> _Article_
§
3. Optimize Parameters

python
def tune_faiss_parameters(
    embeddings: np.ndarray,
    queries: np.ndarray,
    ground_truth: np.ndarray,
    gpu_id: int = 0
):
    """
    Tune FAISS parameters for optimal performance
    
    Returns best configuration
    """
    
    configs = [
        # (nlist, nprobe, m, nbits)
        (1024, 32, 32, 8),   # Fast, lower recall
        (2048, 64, 48, 8),   # Balanced
        (4096, 128, 64, 8),  # High recall
        (8192, 256, 96, 8),  # Best recall
    ]
    
    results = []
    
    for nlist, nprobe, m, nbits in configs:
        print(f"\nTesting: nlist={nlist}, nprobe={nprobe}, m={m}")
        
        # Build index
        index, res = build_faiss_gpu_index(
            embeddings,
            gpu_id=gpu_id,
            nlist=nlist,
            m=m,
            nbits=nbits
        )
§
> _Short problem 1_
List every parameter that the function in the FAISS tuning code accepts.
> _Short problem 2_
In the FAISS tuning code, what nprobe value does the configuration commented "Balanced" use?
> _Short problem 3_
Carry on writing the FAISS tuning code, starting right after its last line.
The records after this code are separate material and are not part of it.

> _Listed entries_
§
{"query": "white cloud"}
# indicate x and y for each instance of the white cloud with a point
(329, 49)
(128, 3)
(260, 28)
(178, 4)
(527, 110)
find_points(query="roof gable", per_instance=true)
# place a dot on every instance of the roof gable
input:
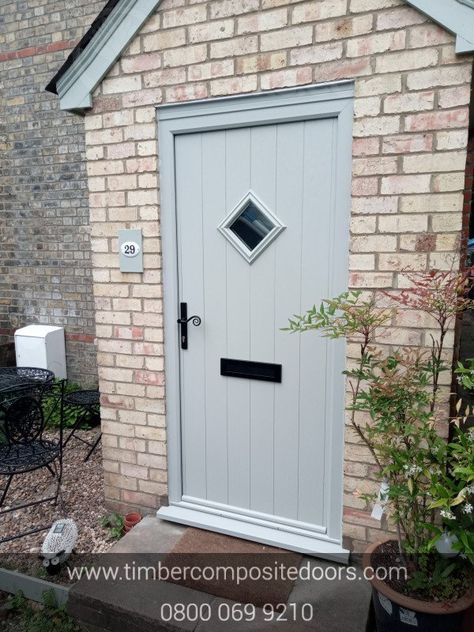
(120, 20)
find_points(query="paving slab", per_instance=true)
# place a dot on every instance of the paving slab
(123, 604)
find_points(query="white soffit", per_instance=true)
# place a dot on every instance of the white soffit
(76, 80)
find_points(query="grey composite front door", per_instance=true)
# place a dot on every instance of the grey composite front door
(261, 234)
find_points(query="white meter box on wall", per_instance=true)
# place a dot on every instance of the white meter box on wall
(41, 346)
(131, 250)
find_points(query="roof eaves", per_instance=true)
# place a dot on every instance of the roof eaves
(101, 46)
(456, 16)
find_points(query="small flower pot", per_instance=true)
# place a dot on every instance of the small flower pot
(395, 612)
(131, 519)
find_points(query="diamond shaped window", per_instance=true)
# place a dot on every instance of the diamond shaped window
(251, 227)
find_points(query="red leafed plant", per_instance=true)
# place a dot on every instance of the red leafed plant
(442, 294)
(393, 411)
§
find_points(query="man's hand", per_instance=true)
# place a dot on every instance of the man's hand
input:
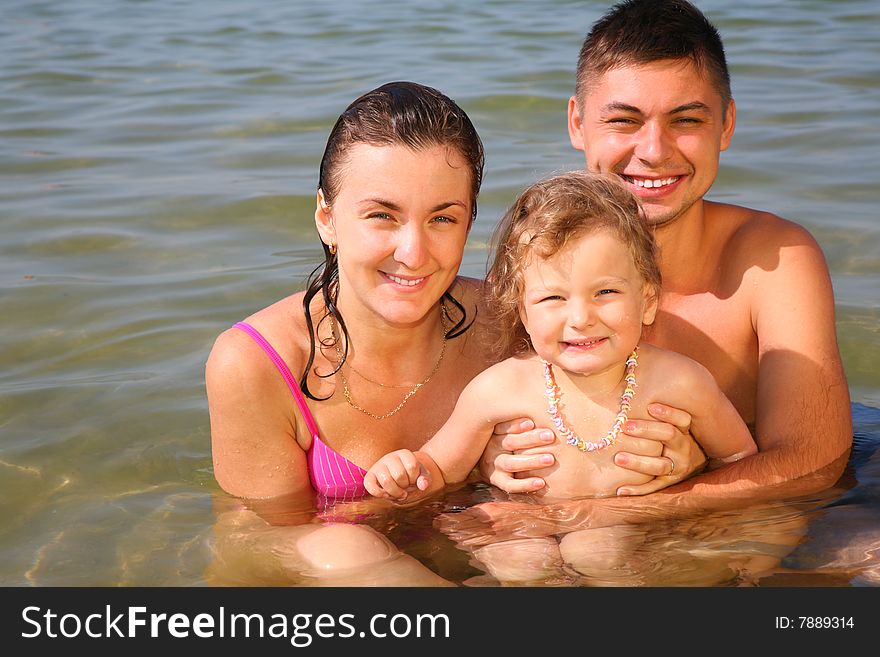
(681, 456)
§
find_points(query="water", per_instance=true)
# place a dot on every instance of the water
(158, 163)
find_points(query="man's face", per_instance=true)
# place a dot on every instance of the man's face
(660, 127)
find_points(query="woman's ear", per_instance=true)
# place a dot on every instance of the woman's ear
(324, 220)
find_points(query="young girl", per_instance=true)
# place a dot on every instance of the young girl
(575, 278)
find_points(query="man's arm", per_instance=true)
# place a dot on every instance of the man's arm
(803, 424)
§
> _Task answer 1_
embeddings, queries, ground_truth, gpu_id

> _Task answer 2_
64

> _Task answer 3_
        # Set search parameters
        index.nprobe = nprobe
        
        # Benchmark
        import time
        start = time.time()
        D, I = index.search(queries, k=10)
        latency = (time.time() - start) / len(queries) * 1000
        
        # Calculate recall
        recall = calculate_recall(I, ground_truth)
        
        results.append({
            'config': (nlist, nprobe, m, nbits),
            'recall': recall,
            'latency_ms': latency,
            'qps': 1000 / latency
        })
        
        print(f"  Recall@10: {recall:.4f}")
        print(f"  Latency: {latency:.2f}ms")
        print(f"  QPS: {1000/latency:.0f}")
    
    return results

def calculate_recall(predictions, ground_truth, k=10):
    """Calculate recall@k"""
    n = len(predictions)
    recall_sum = 0
    for i in range(n):
        pred_set = set(predictions[i][:k])
        true_set = set(ground_truth[i][:k])
        recall_sum += len(pred_set & true_set) / k
    return recall_sum / n

4. Production Search Engine

python
class FAISSGPUEngine:
    def __init__(self, dimension: int, gpu_id: int = 0):
        self.dimension = dimension
        self.gpu_id = gpu_id
        self.index = None
        self.res = None
        
    def build(
        self,
        embeddings: np.ndarray,
        nlist: int = 4096,
        nprobe: int = 128
    ):
        """Build and configure index"""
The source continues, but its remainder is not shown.